▶ _Task input_:
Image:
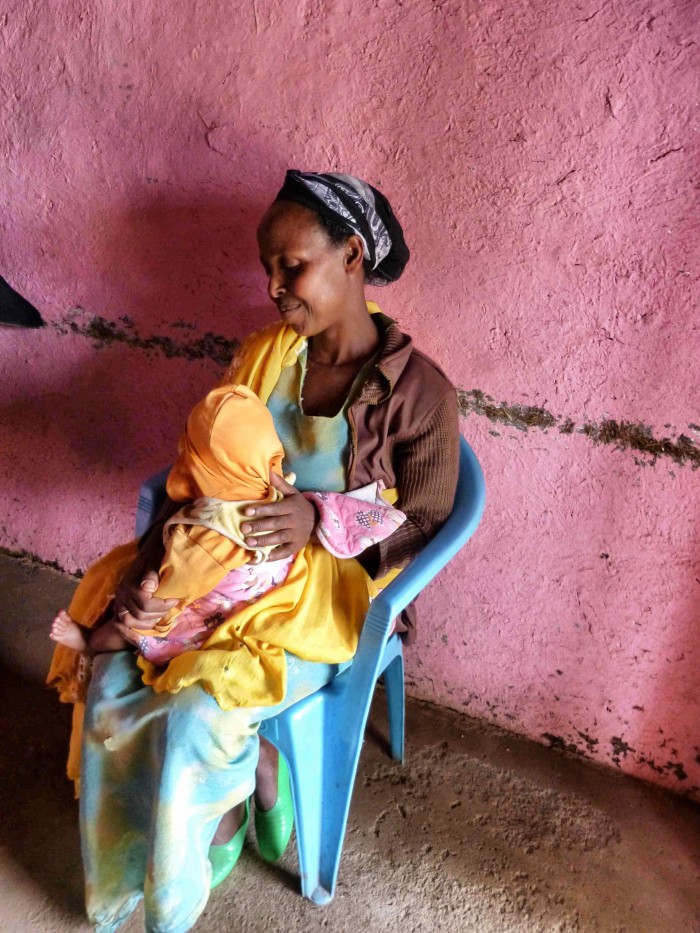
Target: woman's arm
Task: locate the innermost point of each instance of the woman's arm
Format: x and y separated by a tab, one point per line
426	470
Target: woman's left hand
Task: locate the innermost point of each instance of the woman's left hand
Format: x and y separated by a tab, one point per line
290	521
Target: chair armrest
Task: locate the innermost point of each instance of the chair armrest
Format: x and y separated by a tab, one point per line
459	527
151	498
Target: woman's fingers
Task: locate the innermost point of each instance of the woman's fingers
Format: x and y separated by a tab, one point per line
135	604
279	553
279	482
287	523
126	633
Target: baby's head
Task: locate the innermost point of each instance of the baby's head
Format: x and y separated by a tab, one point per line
230	446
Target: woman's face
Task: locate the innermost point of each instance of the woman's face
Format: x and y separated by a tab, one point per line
309	277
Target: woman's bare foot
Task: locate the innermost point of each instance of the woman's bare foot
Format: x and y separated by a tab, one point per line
67	632
229	825
265	794
266	776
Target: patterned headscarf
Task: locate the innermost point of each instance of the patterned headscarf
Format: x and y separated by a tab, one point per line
361	209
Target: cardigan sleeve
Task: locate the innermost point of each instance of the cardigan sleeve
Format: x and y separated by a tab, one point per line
427	469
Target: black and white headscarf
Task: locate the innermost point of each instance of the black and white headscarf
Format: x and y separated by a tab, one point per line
361	209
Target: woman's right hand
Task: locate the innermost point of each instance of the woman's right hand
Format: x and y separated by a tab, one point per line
135	605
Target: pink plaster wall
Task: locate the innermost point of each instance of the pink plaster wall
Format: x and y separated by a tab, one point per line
544	159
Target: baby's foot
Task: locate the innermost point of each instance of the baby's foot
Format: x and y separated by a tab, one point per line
67	632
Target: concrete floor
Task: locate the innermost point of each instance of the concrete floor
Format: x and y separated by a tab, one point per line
479	831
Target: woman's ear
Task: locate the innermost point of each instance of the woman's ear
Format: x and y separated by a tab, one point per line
354	254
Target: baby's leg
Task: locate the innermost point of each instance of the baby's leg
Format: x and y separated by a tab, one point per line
106	639
67	632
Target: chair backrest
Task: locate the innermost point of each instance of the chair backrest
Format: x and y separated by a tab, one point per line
470	498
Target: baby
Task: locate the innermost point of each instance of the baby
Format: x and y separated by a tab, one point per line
225	459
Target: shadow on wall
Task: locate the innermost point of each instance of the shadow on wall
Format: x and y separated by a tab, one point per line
172	270
191	264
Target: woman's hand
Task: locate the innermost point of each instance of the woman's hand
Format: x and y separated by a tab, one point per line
135	606
290	521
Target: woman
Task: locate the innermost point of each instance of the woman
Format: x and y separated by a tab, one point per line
166	772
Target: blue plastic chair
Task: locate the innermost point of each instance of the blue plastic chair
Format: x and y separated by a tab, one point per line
321	737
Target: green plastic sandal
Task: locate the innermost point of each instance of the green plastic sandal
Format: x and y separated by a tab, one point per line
274	827
224	857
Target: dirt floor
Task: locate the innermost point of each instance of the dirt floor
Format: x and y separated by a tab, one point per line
479	831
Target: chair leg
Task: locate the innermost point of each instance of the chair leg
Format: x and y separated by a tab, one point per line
301	743
393	683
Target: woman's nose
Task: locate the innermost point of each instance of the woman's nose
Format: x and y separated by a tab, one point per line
275	285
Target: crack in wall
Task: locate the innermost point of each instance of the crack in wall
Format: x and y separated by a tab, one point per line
624	435
103	333
32	558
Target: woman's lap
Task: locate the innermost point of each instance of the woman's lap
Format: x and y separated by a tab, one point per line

▶ _What to produce_: Every record above should come back exactly, but without its pictures.

▶ _Answer below_:
Image:
Target: woman's arm
Task: locate the innermost point of each instance of the woman's arm
Format: x and y separated by a tab, one point per line
426	470
Target: woman's left hand
Task: locate the innermost point of each instance of the woman's left hand
Format: x and y separated by a tab, one point per line
290	521
Target: chair armrest
Task: locate the innermost point of each instance of the chair armrest
Format: x and y separated by a tab, one point per line
459	527
151	498
Target: woman's fingers
Task: locate the innermost point of each instance of the woman's fingers
Format: x and y separated by a tab, one point per line
135	604
279	553
279	482
287	523
126	633
Target: baby's head
Task: locate the innermost point of each instance of the baby's head
Format: x and y separated by a tab, one point per line
230	446
Target: woman's face
Task: locate the innermost point of each instance of the woman's face
Format: x and y separated by a tab, one point per line
309	277
Target: woman's bare foot
Task: locate the innermost point of each instance of the woman's bare foot
Format: x and y separated by a tab, one point per line
67	632
229	825
265	794
266	776
Target: patterned headscarf
Task: locate the innermost point of each instance of the patterned headscarf
Format: x and y separated by a tab, one point per line
361	209
Target: cardigan sleeve
Task: locate the innermost point of each instance of the cardigan sleeve
Format: x and y separated by a tab, one point per line
427	469
Target: black and white headscarf
Task: locate the innermost point of each instance of the black and white headscarf
Format: x and y separated by a tab, one point per line
361	209
Target: woman's right hand
Task: locate the innermost point of each instance of the woman's right hand
Format: x and y separated by a tab, one point per line
135	605
Target: pink plaster wall
Task: locate the innermost point of each instance of the pink plaster wall
Format: x and y separated by a tab, one point per line
544	159
Target: baby's foot
Task: locate the innermost point of each instance of the baby's foot
Format: x and y separated by a tab, one point per line
67	632
Target: concrete floor
Task: locate the innermost point of each instance of the concrete floor
Format: x and y separated by a tab, one point per line
479	831
Target: woman's ear
Task: locate the innermost point of each instance of the woman's ear
Format: x and y separated by a tab, one point per line
354	254
Target: baby's leg
Task: locate the innermost point of each instance of the baby's leg
Format: x and y separated by a tab, one point per line
106	639
67	632
Target: chair backrest
Task: locate the innermost point of each instance of the chair backrest
Format: x and y separated by a tab, one point per line
470	498
Target: baby
Task: locate the innermost point of each instance of the baby
Format: x and y separated by a tab, one point per line
225	459
Target: shadow on wall
Task: locate the innermost point of each instance of the shadow on wall
Format: x and y separated by a tab, one point per line
172	270
191	264
Target: woman's hand
Task: locate the innermost point of each instance of the woman's hand
Format: x and y separated by a tab, one point per line
135	606
290	521
Target: woman
Task: locate the innermost point of each instance of the woman
Format: x and y separated by a tab, one point per line
166	772
Target: blue plastic chair
Task: locate the innermost point of each instance of the blue plastic chair
Format: x and y separated by a tab, one point per line
321	737
Target: green plastic sandal
Task: locate the innermost point of each instance of the green plastic sandal
Format: x and y separated by a tab, one point per line
274	827
224	857
Target: dirt floor
Task: locate the innermost point of each instance of the dirt floor
Format: x and y separated by a tab, one point per line
479	831
Target: chair leg
Task: locate the innermost point of each instance of the chair leg
Format: x and y separated by a tab, one point per line
301	743
393	683
Target: woman's nose
Task: locate the innermost point of each instance of the woman's nose
Format: x and y separated by a tab, one point per line
275	285
Target: crack in wall
Task: locate the innermost point of each instance of the crack in wall
Format: x and y separated by a tab, one point per line
624	435
103	333
32	558
Target: woman's lap
Task: locate the innermost point of each instance of the woman's lap
Format: x and y separated by a tab, one point per line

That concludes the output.